**Point annotation records**

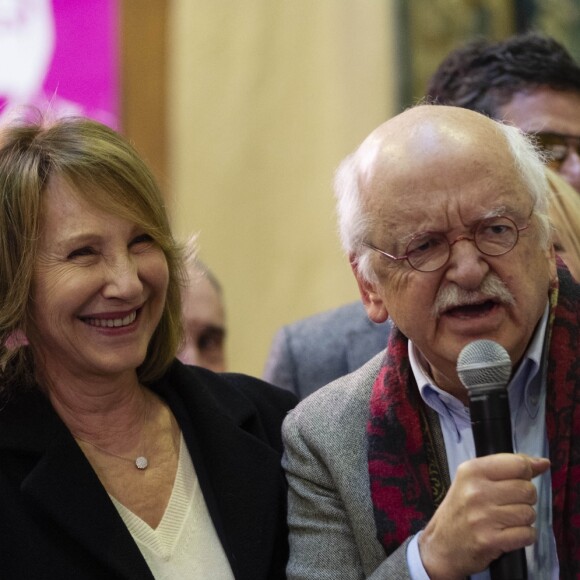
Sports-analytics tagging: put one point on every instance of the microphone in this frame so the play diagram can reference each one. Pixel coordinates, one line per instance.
(484, 368)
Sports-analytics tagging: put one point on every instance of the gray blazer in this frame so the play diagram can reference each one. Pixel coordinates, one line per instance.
(330, 513)
(317, 350)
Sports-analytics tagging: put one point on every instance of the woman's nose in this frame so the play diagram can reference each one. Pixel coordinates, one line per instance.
(122, 279)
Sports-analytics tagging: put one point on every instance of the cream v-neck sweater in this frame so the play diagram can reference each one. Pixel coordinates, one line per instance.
(185, 544)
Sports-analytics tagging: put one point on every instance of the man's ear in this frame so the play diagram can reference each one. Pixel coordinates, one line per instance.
(373, 303)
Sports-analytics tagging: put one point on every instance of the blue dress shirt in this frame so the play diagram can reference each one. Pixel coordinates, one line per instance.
(527, 398)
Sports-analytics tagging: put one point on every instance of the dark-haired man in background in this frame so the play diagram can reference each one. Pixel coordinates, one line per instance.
(528, 80)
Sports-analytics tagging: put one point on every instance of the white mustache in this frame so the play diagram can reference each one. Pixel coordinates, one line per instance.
(492, 288)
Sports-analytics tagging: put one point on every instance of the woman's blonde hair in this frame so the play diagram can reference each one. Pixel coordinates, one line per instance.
(103, 168)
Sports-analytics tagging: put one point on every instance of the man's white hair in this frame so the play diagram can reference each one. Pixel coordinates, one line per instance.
(355, 222)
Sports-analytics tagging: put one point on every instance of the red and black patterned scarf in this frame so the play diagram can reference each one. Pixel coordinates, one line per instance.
(407, 482)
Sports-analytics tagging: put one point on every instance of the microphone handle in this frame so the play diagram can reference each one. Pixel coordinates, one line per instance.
(492, 433)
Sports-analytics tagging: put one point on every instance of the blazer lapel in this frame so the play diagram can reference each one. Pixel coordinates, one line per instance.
(364, 343)
(233, 467)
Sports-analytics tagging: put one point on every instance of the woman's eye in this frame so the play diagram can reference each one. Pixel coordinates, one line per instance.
(145, 239)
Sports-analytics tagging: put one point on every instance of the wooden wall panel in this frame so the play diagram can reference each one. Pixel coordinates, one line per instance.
(143, 48)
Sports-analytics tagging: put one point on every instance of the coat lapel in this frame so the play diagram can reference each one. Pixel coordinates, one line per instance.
(61, 484)
(233, 465)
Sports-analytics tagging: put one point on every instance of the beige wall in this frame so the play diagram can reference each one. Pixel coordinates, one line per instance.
(264, 99)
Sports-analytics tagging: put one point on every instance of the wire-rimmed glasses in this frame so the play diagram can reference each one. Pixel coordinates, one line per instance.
(557, 146)
(429, 251)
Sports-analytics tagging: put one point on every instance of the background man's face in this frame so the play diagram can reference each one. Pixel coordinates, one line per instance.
(546, 110)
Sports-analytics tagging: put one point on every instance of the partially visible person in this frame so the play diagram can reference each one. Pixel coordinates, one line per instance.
(529, 80)
(314, 351)
(116, 460)
(204, 317)
(444, 215)
(565, 217)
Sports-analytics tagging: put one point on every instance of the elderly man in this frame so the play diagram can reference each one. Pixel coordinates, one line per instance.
(444, 215)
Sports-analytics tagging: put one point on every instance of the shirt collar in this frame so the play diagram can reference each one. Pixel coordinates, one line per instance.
(521, 384)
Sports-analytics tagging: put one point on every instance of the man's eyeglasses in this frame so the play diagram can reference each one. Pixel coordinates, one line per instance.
(557, 146)
(429, 251)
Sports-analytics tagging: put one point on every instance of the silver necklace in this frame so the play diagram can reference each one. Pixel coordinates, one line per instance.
(141, 462)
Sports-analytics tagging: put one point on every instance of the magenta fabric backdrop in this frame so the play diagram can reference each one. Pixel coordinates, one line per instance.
(84, 67)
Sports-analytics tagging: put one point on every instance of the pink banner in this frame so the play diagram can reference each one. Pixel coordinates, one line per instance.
(60, 56)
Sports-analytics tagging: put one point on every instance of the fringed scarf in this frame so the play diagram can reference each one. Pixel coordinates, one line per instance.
(408, 475)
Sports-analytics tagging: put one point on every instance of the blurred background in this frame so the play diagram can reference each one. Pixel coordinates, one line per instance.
(244, 110)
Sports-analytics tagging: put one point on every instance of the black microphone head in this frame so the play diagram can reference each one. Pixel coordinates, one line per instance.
(483, 365)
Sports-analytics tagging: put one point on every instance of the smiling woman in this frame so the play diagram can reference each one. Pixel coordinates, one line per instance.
(116, 458)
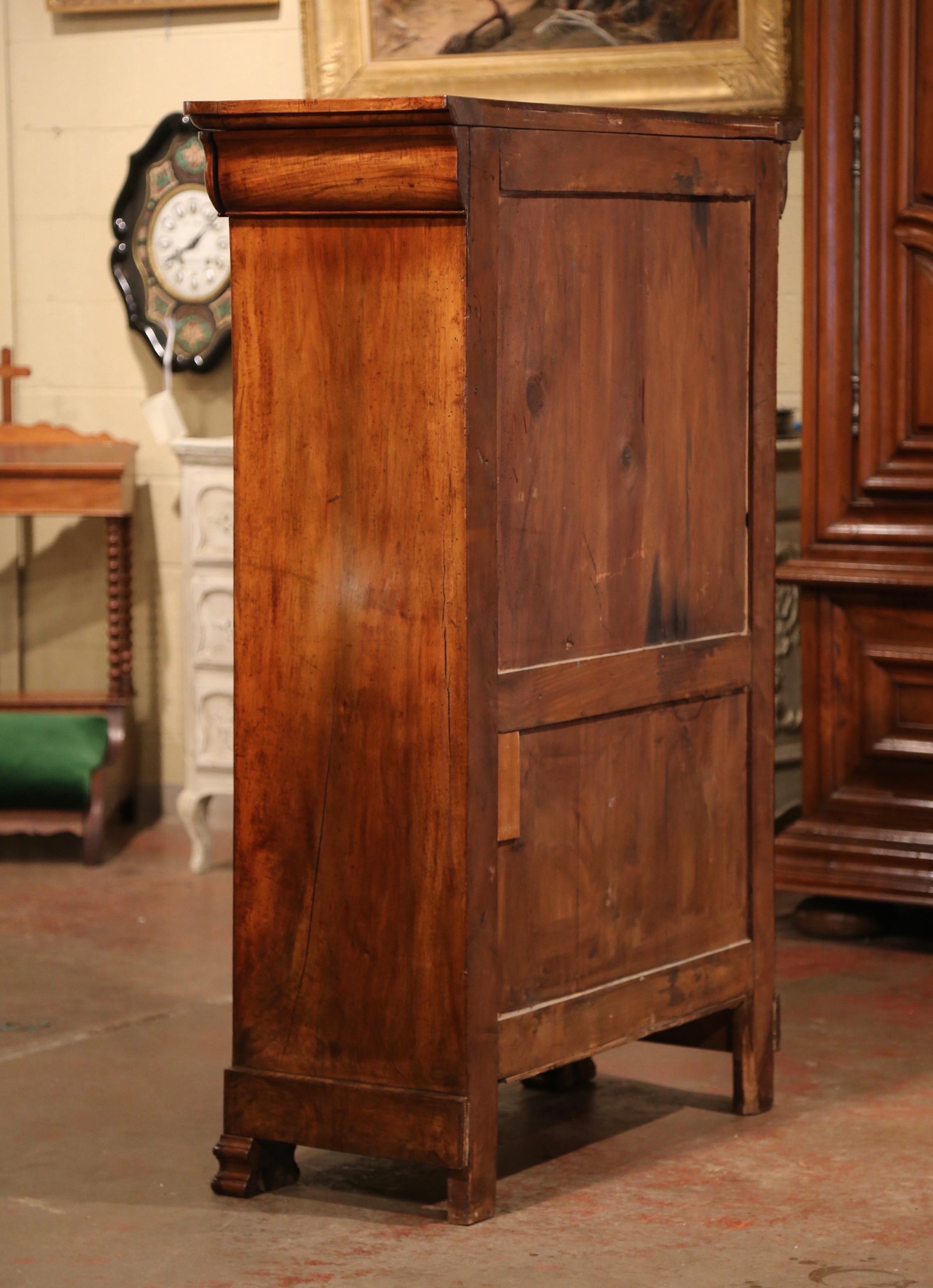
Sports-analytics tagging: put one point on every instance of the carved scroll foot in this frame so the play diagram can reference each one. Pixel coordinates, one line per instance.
(193, 810)
(250, 1166)
(566, 1077)
(753, 1056)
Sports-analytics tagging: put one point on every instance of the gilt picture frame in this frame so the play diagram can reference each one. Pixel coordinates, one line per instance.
(753, 73)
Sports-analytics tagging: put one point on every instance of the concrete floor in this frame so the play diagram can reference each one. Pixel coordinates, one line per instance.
(115, 1028)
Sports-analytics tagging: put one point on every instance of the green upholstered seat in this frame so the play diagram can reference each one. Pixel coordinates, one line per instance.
(47, 759)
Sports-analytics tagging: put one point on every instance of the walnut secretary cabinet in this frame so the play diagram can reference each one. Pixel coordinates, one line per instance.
(866, 567)
(505, 611)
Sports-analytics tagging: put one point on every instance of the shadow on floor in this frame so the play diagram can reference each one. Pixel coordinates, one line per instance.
(535, 1127)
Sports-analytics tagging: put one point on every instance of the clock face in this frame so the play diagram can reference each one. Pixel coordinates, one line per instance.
(190, 245)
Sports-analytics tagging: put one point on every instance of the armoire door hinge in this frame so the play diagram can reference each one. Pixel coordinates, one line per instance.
(856, 264)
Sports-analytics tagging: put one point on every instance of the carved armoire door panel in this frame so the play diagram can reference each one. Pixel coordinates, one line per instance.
(866, 568)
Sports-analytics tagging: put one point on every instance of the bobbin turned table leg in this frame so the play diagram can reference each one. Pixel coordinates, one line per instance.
(250, 1166)
(753, 1056)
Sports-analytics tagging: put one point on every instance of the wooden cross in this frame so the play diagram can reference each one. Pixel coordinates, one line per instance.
(8, 373)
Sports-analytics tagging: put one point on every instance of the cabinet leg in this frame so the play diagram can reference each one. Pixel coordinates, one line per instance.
(193, 809)
(250, 1166)
(565, 1077)
(753, 1056)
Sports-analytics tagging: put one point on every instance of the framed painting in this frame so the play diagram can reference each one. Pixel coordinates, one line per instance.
(725, 56)
(85, 7)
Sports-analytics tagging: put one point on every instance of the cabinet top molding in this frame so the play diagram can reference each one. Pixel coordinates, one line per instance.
(451, 110)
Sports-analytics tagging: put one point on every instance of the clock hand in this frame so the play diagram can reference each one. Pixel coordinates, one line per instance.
(177, 254)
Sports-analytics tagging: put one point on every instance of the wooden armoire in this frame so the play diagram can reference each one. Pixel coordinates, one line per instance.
(866, 568)
(505, 550)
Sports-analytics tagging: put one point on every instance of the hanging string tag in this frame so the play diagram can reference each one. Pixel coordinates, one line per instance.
(163, 414)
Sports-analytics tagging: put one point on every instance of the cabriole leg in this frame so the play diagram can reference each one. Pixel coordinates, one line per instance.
(753, 1056)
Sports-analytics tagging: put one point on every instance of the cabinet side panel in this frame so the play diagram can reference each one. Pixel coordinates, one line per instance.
(351, 649)
(633, 851)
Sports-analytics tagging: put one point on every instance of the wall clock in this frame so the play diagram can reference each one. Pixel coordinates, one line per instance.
(172, 258)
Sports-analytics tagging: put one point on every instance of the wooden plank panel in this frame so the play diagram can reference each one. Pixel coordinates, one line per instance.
(633, 165)
(633, 852)
(619, 682)
(351, 728)
(610, 445)
(510, 794)
(623, 1010)
(347, 1116)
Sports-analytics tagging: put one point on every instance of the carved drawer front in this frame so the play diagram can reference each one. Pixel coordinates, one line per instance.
(211, 514)
(214, 720)
(211, 610)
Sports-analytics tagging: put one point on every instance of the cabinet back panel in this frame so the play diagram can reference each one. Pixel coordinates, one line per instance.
(610, 879)
(351, 649)
(624, 407)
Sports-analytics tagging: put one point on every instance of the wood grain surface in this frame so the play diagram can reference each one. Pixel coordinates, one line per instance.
(866, 566)
(505, 387)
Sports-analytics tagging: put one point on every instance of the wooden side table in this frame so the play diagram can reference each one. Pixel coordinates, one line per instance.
(51, 469)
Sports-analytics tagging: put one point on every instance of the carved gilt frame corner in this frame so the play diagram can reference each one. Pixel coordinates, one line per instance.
(752, 74)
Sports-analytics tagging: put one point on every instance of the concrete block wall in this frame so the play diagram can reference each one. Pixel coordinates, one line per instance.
(76, 97)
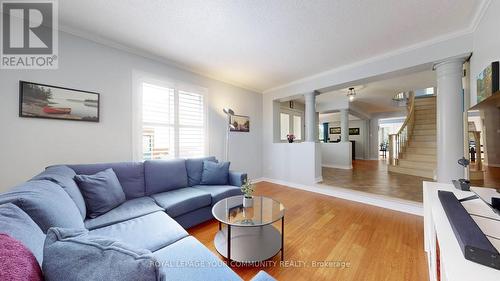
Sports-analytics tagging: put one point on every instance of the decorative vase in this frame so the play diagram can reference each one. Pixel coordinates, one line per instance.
(247, 202)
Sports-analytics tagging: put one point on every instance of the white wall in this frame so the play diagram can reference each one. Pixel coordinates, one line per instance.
(360, 140)
(28, 145)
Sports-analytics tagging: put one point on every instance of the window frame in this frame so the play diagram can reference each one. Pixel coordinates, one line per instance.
(291, 114)
(140, 78)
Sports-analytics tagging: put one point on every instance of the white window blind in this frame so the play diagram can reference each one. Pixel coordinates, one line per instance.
(173, 123)
(191, 125)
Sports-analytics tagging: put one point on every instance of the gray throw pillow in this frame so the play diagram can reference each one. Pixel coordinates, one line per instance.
(102, 192)
(75, 255)
(215, 173)
(64, 176)
(18, 225)
(46, 203)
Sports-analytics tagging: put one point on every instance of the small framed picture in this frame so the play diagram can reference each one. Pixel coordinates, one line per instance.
(52, 102)
(239, 123)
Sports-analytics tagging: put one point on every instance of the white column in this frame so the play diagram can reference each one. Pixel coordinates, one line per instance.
(344, 124)
(310, 116)
(450, 140)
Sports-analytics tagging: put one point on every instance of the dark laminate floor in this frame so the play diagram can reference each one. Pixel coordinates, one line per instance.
(372, 176)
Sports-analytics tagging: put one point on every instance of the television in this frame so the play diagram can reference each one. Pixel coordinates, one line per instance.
(488, 82)
(484, 142)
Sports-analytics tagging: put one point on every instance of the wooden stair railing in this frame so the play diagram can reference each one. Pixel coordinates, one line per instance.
(399, 142)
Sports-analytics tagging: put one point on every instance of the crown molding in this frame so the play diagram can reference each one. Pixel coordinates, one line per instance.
(122, 47)
(483, 6)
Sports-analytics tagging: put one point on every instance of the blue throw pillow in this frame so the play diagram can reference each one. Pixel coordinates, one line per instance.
(215, 173)
(64, 176)
(71, 254)
(102, 192)
(46, 203)
(18, 225)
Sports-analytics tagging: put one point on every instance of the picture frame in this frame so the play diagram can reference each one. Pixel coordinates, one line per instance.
(336, 131)
(239, 123)
(488, 81)
(59, 103)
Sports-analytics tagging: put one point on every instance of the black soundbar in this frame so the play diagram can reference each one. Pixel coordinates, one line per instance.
(473, 242)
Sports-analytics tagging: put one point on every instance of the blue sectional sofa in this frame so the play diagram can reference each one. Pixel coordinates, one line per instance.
(162, 199)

**Given problem**
Update the part of the items that opens with the line containing "the wooden stair" and closes with the end of the items, replacing "throw pillow" with "cushion" and keeping everything else unchanged.

**Task answer**
Sports-analytics tagging: put one point on every instance of the wooden stair railing in this frame so the play diagram can reference each one. Pixel coordinates, one line per instance.
(399, 142)
Sports-analytics tagging: put one point on every instance of the crown molding in this frame so the play diagram can reference each one. Pixel coordinates, one line per instance.
(122, 47)
(483, 6)
Sports-analytics tagging: put one point on every instance of the blue cushion in this frame so the play diagram can reference each one. Pixel coordinates, one line per instance.
(215, 173)
(64, 176)
(71, 254)
(102, 192)
(46, 203)
(18, 225)
Sports-analytics tagging: put one point on every instance of the picture frame in this frame so the play diagram can reference each one. Pixel coordinates, one line per instance.
(336, 131)
(239, 123)
(488, 81)
(59, 103)
Sports-analytics tagging: put one point on every instance of the black soundbar in this frame so the play diagram can reference each one. Pixel coordinates, one line per instance.
(473, 242)
Sports-analytics tagging: put one point on every instance of the blue sectional sofa in this frame so the play diagram can reference each one. Pixel coordinates, one line per instance.
(162, 199)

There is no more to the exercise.